Copy the rows below verbatim, beginning at the line that contains "Can you find the gravel" and continuing through the last row, with both ends included.
━━━ STORED DATA ━━━
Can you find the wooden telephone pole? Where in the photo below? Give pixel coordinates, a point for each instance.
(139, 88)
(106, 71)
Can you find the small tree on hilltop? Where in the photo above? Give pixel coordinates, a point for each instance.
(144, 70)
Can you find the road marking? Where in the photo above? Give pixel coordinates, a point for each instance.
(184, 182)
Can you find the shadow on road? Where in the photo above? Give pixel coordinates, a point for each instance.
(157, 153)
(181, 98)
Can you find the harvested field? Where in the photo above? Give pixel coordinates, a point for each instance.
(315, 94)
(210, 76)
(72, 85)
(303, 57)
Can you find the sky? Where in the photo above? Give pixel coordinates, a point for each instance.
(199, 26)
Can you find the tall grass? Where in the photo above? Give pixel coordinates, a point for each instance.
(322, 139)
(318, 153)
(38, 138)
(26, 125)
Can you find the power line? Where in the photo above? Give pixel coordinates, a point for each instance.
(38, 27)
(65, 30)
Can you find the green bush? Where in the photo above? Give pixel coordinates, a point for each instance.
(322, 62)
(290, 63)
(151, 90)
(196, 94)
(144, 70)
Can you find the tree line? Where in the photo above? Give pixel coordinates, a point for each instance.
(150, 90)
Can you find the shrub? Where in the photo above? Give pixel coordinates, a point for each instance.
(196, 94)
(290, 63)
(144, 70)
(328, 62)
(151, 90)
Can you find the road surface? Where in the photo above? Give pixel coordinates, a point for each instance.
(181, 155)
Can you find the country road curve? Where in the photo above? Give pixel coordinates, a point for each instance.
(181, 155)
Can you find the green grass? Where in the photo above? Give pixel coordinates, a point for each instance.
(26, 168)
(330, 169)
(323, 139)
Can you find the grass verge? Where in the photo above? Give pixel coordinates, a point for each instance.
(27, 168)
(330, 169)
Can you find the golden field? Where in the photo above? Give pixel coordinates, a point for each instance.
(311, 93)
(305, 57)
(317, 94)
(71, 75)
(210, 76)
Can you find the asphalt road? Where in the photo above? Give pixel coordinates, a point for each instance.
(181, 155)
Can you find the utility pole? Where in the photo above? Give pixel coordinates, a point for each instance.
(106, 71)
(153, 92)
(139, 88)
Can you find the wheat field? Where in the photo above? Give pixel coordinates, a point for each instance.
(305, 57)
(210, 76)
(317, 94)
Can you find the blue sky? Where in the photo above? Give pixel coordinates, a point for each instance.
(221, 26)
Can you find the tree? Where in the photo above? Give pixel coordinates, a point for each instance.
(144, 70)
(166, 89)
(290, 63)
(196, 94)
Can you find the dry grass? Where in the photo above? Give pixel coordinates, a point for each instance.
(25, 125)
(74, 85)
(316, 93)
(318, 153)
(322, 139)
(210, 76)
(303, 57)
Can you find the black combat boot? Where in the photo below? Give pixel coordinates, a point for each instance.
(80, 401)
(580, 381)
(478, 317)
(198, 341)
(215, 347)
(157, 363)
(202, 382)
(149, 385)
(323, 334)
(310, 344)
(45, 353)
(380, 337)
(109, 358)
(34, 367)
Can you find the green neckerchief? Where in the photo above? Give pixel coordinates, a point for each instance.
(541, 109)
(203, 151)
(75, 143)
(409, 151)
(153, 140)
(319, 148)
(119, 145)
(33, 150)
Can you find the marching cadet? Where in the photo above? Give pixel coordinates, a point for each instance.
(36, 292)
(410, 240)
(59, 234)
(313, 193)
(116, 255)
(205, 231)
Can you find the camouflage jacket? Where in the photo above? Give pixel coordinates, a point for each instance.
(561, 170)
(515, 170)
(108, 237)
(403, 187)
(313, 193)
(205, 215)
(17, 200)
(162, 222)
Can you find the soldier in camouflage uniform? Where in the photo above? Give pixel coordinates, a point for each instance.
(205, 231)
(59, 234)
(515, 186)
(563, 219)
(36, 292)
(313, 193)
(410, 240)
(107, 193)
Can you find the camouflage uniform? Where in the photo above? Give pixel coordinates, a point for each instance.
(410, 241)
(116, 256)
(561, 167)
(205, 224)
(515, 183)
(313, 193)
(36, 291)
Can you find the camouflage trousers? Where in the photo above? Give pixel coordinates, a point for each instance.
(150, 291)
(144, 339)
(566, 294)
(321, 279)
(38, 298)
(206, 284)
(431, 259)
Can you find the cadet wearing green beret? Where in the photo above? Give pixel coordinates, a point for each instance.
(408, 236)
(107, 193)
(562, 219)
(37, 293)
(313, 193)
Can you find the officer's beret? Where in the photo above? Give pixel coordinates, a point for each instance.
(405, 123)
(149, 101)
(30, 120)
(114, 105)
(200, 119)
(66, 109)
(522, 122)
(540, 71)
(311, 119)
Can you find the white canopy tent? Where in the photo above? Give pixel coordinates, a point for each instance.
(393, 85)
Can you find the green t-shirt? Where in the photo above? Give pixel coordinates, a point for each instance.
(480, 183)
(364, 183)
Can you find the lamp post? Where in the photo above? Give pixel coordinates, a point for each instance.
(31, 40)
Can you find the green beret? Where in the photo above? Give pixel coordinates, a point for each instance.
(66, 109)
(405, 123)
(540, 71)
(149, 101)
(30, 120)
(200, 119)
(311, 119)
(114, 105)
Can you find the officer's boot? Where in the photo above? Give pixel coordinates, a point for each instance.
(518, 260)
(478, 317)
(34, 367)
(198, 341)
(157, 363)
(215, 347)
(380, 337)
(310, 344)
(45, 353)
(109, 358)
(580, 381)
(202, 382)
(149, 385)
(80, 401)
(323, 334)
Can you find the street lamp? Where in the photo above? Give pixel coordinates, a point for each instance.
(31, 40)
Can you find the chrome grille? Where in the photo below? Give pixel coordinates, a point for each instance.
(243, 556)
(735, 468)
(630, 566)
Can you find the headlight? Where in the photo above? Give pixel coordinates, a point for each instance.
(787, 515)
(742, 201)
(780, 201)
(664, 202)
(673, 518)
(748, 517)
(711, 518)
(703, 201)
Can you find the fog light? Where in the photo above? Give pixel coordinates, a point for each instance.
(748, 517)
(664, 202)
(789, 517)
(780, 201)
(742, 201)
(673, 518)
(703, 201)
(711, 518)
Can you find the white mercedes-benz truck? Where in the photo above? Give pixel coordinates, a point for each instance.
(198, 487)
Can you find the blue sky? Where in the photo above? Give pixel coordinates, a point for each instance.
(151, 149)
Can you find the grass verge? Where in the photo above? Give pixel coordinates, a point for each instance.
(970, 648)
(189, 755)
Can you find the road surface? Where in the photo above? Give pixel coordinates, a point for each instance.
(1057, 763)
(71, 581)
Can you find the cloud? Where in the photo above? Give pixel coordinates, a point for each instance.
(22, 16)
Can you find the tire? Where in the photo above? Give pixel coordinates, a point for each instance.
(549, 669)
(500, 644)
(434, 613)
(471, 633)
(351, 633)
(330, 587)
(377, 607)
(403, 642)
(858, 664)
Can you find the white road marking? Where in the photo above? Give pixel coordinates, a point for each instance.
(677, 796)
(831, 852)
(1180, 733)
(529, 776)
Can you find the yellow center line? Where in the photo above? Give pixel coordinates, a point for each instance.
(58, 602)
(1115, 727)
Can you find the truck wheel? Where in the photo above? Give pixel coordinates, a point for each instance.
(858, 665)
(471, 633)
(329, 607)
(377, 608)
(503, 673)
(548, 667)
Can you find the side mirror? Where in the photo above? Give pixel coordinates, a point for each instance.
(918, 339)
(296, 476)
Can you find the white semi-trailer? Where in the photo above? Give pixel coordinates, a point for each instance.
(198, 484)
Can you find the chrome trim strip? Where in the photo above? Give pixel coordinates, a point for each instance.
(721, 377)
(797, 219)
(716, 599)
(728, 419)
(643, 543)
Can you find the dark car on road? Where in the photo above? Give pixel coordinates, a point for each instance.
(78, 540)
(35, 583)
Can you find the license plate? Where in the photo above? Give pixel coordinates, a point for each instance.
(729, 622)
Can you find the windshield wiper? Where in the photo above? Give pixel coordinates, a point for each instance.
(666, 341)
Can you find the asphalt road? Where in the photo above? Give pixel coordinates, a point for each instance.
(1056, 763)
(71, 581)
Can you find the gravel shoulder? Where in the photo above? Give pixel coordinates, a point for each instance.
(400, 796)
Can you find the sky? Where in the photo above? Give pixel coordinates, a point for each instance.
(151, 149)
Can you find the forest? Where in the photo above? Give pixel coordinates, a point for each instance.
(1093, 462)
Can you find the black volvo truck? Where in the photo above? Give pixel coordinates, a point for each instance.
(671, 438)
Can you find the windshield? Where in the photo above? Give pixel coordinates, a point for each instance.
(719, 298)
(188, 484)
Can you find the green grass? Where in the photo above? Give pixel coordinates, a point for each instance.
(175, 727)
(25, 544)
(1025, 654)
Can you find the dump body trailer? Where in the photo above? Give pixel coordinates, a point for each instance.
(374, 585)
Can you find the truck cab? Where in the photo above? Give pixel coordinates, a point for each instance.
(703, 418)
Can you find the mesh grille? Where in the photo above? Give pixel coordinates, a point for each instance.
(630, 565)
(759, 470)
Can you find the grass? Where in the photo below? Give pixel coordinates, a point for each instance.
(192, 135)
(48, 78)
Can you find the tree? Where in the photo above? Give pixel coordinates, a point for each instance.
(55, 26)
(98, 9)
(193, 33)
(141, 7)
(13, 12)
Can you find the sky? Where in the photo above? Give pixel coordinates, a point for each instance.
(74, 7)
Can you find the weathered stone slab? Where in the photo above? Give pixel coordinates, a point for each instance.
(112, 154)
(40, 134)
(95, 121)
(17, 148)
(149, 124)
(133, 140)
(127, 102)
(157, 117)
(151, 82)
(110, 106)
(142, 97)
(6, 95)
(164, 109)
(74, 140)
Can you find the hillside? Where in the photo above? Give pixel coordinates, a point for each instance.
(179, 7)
━━━
EXERCISE OUTPUT:
Can you find the gravel shoulder? Where in the photo above? Give pixel coordinates, a point for each instance.
(400, 796)
Can you find the sky? Where in the photo above? Give pixel coordinates, a point for each instance.
(151, 149)
Can you find the forest? Where in the photo above? Give pixel coordinates, a point for each instance.
(1093, 462)
Can you find the black volvo truck? Where in the photo above? Give pixel coordinates, a point for each instance.
(671, 438)
Can you find the windshield? Where in the photo above? Give pixel coordinates, a point for each instance.
(719, 298)
(188, 484)
Can you find the green grass? Where in the photo above? Give pixel coordinates, a point for each instance.
(175, 727)
(25, 544)
(1025, 654)
Can you find the dump body trailer? Where in the photo above? Give pixel coordinates, a point for each instance.
(374, 585)
Can you find the truck cab? Where in the photo above? Give pixel coordinates, a point for each instance.
(703, 418)
Can you find the mesh grille? Where in the photo above? Give pixel coordinates, a point for each instance.
(630, 565)
(759, 470)
Can you find the grass? Where in the photo below? Give pixel coordinates, a point for each instance.
(192, 135)
(48, 78)
Can you find the tree? Where in the photo above? Give pixel coordinates, a point for each instance.
(55, 26)
(98, 9)
(193, 33)
(141, 7)
(13, 12)
Can you find the sky? Where in the photo above? Give pixel coordinates, a point for each instance.
(74, 7)
Can you find the weathered stone slab? Where in the photo above? Give pixel coordinates, a point for each instance.
(112, 154)
(40, 134)
(95, 121)
(17, 148)
(149, 124)
(133, 140)
(127, 102)
(157, 117)
(151, 82)
(110, 106)
(142, 97)
(6, 95)
(164, 109)
(74, 140)
Can you find the hillside? Where in the photo above? Give pixel coordinates, a point for each instance.
(179, 7)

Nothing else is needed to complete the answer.